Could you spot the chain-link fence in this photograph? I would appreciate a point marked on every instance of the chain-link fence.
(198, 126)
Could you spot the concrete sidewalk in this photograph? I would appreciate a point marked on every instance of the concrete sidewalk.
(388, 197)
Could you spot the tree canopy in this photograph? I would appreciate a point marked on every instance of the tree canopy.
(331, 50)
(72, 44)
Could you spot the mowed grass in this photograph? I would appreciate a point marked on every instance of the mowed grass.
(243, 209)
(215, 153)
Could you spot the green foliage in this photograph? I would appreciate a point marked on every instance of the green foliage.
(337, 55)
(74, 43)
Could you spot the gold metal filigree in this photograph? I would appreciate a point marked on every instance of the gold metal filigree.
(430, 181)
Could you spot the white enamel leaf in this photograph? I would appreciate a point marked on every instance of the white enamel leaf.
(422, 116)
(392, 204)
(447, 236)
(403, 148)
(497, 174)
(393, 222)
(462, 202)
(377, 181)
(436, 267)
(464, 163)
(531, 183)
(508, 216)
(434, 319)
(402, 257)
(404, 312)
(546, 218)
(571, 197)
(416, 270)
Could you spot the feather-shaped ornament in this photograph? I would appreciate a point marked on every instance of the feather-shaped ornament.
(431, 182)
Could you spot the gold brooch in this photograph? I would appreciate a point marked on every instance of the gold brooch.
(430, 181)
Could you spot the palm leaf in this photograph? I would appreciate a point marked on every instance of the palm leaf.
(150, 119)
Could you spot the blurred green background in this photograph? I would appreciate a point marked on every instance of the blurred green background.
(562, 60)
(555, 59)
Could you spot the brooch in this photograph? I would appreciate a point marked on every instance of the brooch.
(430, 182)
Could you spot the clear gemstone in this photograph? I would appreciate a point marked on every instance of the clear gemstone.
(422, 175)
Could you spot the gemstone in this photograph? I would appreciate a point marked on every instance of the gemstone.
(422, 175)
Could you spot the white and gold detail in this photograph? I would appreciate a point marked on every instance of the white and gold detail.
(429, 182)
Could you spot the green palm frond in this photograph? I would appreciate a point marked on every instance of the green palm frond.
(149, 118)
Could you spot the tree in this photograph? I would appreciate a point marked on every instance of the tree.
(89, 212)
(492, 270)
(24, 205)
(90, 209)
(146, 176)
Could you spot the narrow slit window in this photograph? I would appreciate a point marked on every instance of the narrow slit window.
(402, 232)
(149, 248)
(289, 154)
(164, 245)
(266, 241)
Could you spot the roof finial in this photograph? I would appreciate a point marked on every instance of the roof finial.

--*--

* [GIVEN REQUEST]:
Reproduce all of the records above word for word, with no changes.

* [FULL OUTPUT]:
Could you spot the chain-link fence in this photograph? I would appreciate a point marked on every instance of the chain-link fence.
(198, 126)
Could you spot the concrete sidewalk in this photograph? I would appreciate a point marked on every instance of the concrete sidewalk.
(388, 197)
Could you spot the tree canopy in this photograph? I would appreciate a point marked on every instance of the tree canopy.
(331, 50)
(72, 44)
Could you spot the mowed grass in this photograph? I would appreciate a point marked on every instance of the mowed grass.
(243, 209)
(215, 153)
Could you spot the green foliage in this photograph? I would appreciate a point marked on every instance of the green foliage.
(337, 55)
(74, 43)
Could you spot the gold metal filigree in this photograph? I would appreciate a point marked on every instance of the gold metal filigree.
(430, 181)
Could you spot the white enamel leaf in this photograph? I would appreciate a point marked on every instance of the white enamel leaf.
(422, 116)
(392, 204)
(447, 236)
(403, 148)
(497, 174)
(393, 222)
(462, 202)
(377, 181)
(436, 267)
(464, 163)
(531, 183)
(508, 216)
(434, 319)
(402, 257)
(404, 312)
(546, 218)
(571, 197)
(416, 270)
Could you spot the feather-shaped ornament in this photograph? I would appreciate a point marked on every instance of the feather-shaped ornament.
(431, 182)
Could you spot the gold brooch in this photograph? I would appreciate a point marked on every instance of the gold brooch.
(430, 181)
Could you spot the palm leaf in this photograph? I would appreciate a point marked on every instance of the palm leaf.
(150, 119)
Could you spot the blurred green background in this photograph? I would appreciate a point marked on every instance of the blurred green background.
(562, 60)
(555, 59)
Could you spot the brooch in this photograph? I would appreciate a point marked on every instance of the brooch.
(430, 182)
Could you spot the clear gemstone in this photograph? I would appreciate a point marked on every instance of the clear gemstone.
(422, 175)
Could you spot the gemstone in this photograph? I would appreciate a point marked on every instance of the gemstone.
(422, 175)
Could you spot the white and gold detail in this photograph? I would appreciate a point marked on every instance of the white and gold detail.
(429, 182)
Could you spot the green palm frond in this photograph? I would appreciate a point marked on every instance of the green palm frond.
(149, 118)
Could you spot the tree in this photograph? I would appreciate a point marked on every instance of the tree.
(89, 212)
(492, 270)
(24, 205)
(90, 209)
(146, 176)
Could you spot the narrow slit window in this photograph? I would appreciate a point marked on every instance of the narrow slit window.
(402, 232)
(149, 248)
(289, 154)
(164, 245)
(266, 241)
Could you spot the roof finial in this photograph? I would appreciate a point marked on every instance of the roof finial.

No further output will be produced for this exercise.